You spent months,years or even decades as a Christian.
Depends on what you mean by "Christian", dear XPX (peace to you!). I have lived as both.
You sacrificed everything for God, gave Him everything you had,
Well, can't say that. Sacrificed what I wanted to, gave Him what I wanted to. Usually, out of my "surplus" versus my "all." So, can't really call it a sacrifice. But, praise JAH, He never wanted my sacrifices - He wanted my mercy [toward others]. And THAT... I always gave. Even when I didn't know Him.
you would speak every day for Him to others
Nope. My life didn't always allow for that. At one point I was a wife and mother of two who worked full time. And there were times when I was young... and very dumb. So, there were times when days, weeks, even months went by without me thinking of God. And years when I didn't mention Him to others (because I learned that not everyone can/wants to "go there").
and would live as a person dedicated to God.
Oh-ho, if you only knew. No, again. Again, my life didn't allow for that.
What did you receive in return after all your efforts?
For what little efforts I did make... loving kindness, which kindness is truly undeserved... and so, mercy. Which is basically what He promised, right?
Did He help you when you were in need?
Yes. Which is why I knew I had to get to know Him... personally. I mean, many times... after receiving such help (and my "story" is probably just as gut-wrenching as the next person's)... I would ask myself, why would He do that for ME? I mean, I was WORDLY, in almost every sense of the word. I never EXPECTED Him to do a thing for me; no one ever told me He HAD to. I was just grateful when He did.
If yes, are you 100% sure that He was the one who helped you?
I wasn't, then. I am, now, yes.
Could you feel his Holy Spirit in your life?
Yes, but (1) I didn't feel him as much as heard him, and (2) I didn't know that it was the Holy Spirit. I could hear "someone" (who I now know to be my Lord) speaking to me from the time I was about 3. Saved my life a couple times as a child. I didn't know WHO it was that was speaking to me... and I never thought to ask. Two examples, including the first that I can recall, and another, which was most significant:
1. When I was 3 years old I was playing with some little girls (they were about 4 - I remember I wanted to play with them because they were "older") in the alley behind one of their homes in Philadelphia. One of our "toys" was a large glass OJ bottle. I heard a voice say to me that one of the little girls was going to hurt me and so I should go home (back then, even a small child could wander a block or two from home and I often did. I know I was three because I was 4 when we moved to California). I didn't want to go home, however, and so I ignored the voice. The voice very softly and kindly told me again to take my leave, that if I didn't I would be hurt. And I ignored it again - I was having fun playing with my friends, it was a bright warm sunny day and I saw no harm coming so could see no reason to go home. Well, while we were playing, one of the little girls tried to hand me the OJ bottle... and I miss judged my grasp and so dropped it (actually, it was too large for my hand, so I would have dropped it, anyway). Of course, it broke. I remember the girl got SO mad at me! (I remember because it was the first time I recall a playmate yelling... at me or otherwise - I was totally surprised!). So, I started to clean up the glass. But she just kept yelling at me (because I had ruined our "toy"). As I went to pick up the neck of the bottle I heard the voice say "She is going to hurt you, child..." and just then that girl grabbed the bottle neck from me... slicing my hand from my wrist to just below my middle finger. Pretty deep, so blood everywhere. Well, as you can guess, I took my little butt home then.

## Goal of the exercise
Please retype, word for word, the part of the faith testimony above that opens with the words containing "and would live" and closes with "who helped you?".

## Information shown
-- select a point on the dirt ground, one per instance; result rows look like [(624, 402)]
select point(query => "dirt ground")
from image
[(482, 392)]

## Result of this exercise
and would live as a person dedicated to God.
Oh-ho, if you only knew. No, again. Again, my life didn't allow for that.
What did you receive in return after all your efforts?
For what little efforts I did make... loving kindness, which kindness is truly undeserved... and so, mercy. Which is basically what He promised, right?
Did He help you when you were in need?
Yes. Which is why I knew I had to get to know Him... personally. I mean, many times... after receiving such help (and my "story" is probably just as gut-wrenching as the next person's)... I would ask myself, why would He do that for ME? I mean, I was WORDLY, in almost every sense of the word. I never EXPECTED Him to do a thing for me; no one ever told me He HAD to. I was just grateful when He did.
If yes, are you 100% sure that He was the one who helped you?